QUOTED TEXT
-*-
Dube spoke at a February conference in Joshua Tree entitled "Desert Communities Under Siege — Take Back the Power."

Speaker after speaker told of sleepless nights, clouds of dust and rocks, cut fences, hurled curses and threats, and return visits by off-roaders to carve permanent ruts in their yards after they had complained to sheriffs.

When Philip M. Klasky, co-founder of Community ORV Watch, hears the familiar guttural rumble in the Mojave Desert's Wonder Valley, he climbs a ladder to his roof to locate the trespassers on his 15 acres.

"Many, many times … I've stood in front of two growling ATVs on my land and said 'you are trespassing.' They just continue on their way …. They tell you time and time again, 'This is a free country, I'll ride any place I want,' even though they're on private property.

"They have complete carte blanche to go wherever they want because there's nobody available to catch them," he said. "It is a complete Wild West situation."

Riders can and often do leave police in the dust. With two officers per shift to patrol 5,200 square miles, and more serious crimes taking priority, Capt. Jim Williams of the San Bernardino County Sheriff's Department admitted it took up to four hours to respond to a trespassing complaint.
-*-
DIRECTION 1
Summarize the passage on off-road trespassing in the desert in two sentences.

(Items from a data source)
-*-
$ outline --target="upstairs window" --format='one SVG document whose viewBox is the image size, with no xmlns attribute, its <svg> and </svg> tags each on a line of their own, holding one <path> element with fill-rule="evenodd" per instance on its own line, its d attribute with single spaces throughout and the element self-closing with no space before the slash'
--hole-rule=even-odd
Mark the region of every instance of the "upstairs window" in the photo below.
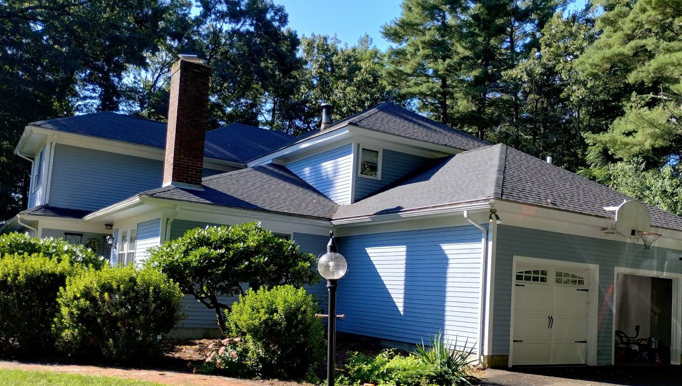
<svg viewBox="0 0 682 386">
<path fill-rule="evenodd" d="M 358 175 L 381 179 L 381 149 L 360 145 L 360 162 Z"/>
</svg>

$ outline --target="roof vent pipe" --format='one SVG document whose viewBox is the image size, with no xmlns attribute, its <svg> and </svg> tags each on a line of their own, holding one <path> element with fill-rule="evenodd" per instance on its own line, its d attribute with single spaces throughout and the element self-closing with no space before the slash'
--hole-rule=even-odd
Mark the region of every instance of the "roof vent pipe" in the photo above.
<svg viewBox="0 0 682 386">
<path fill-rule="evenodd" d="M 331 125 L 331 110 L 334 106 L 331 103 L 323 103 L 320 106 L 322 107 L 322 123 L 320 123 L 320 130 L 323 130 Z"/>
</svg>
-*-
DIRECTION 2
Display every line of the entries that contains the string 'single'.

CORRECT RESPONSE 1
At a February conference in Joshua Tree, speakers described sleepless nights, dust and rocks, cut fences, curses and threats, and off-roaders returning to carve ruts in their yards after they complained to sheriffs. Philip M. Klasky, co-founder of Community ORV Watch, said riders keep going when he tells them they are trespassing on his land, and a San Bernardino County sheriff's captain admitted that with two officers per shift covering 5,200 square miles, a response to a trespassing complaint took up to four hours.

CORRECT RESPONSE 2
$ outline --target="upstairs window" --format='one SVG document whose viewBox is the image size, with no xmlns attribute, its <svg> and </svg> tags each on a line of their own, holding one <path> element with fill-rule="evenodd" per instance on its own line, its d attribute with single spaces throughout and the element self-closing with no space before the slash'
$ outline --target="roof vent pipe" --format='one SVG document whose viewBox is the image size, with no xmlns attribute, its <svg> and </svg> tags each on a line of their own, holding one <path> element with fill-rule="evenodd" per instance on its own line, its d attribute with single spaces throughout and the element self-closing with no space before the slash'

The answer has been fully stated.